### Given task A:
In the scheduling notes, in which queue of a multi-level feedback queue do tasks start?

## Start Selected extract

Can you work through a scenario describing some workload mix (few threads, their compute and I/O phases) and for a given scheduling discipline compute various metrics like average time to completion, system throughput, wait time of the tasks…
Compute: Pay attention to time slice I/O: Pay attention to I/O ops frequency Throughput: # tasks/ total time Avg. Completion Time: Total Time from Start per Task / # tasks Avg. Wait Time: Total Wait Time from Start per Task / # tasks
Do you understand the motivation behind the multi-level feedback queue, why different queues have different timeslices, how do threads move between these queues… Can you contrast this with the O(1) scheduler?
A multi-level feedback queue allows us to cover the needs of both CPU & I/O bound tasks in a single structure without having to know the task type in advance. Different timeslices provide benefits to both CPU & I/O bound tasks of varying degrees (individually and mixed). This explains the motivation behind having different queues of different timeslices. Tasks enter at the top most queue. If it yields before timeslice, it stays. If not, it gets pushed to a lower level. Tasks get a priority boost when releasing the CPU for I/O. O(1) is similar in that it applies timeslice values to priority levels. Biggest difference is that it only relies on two queues (active and expired) and it’s feedback is based on sleep time (waiting/idling). The longer sleep implies I/o intensive and gets a priority boost (-5). Smaller sleep time implies CPU intensive and gets lowered (+5)

## End Selected extract
## Start Supplied records

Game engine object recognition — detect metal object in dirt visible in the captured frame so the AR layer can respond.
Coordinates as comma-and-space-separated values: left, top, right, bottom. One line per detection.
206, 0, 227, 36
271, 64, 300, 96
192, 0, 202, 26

## End Supplied records

### Given task B:
Copy all the dataset items above again, requests included, and add 59 to every bounding-box coordinate in the answers.

### Correct output A:
The top-most queue.

### Correct output B:
Game engine object recognition — detect metal object in dirt visible in the captured frame so the AR layer can respond.
Coordinates as comma-and-space-separated values: left, top, right, bottom. One line per detection.
265, 59, 286, 95
330, 123, 359, 155
251, 59, 261, 85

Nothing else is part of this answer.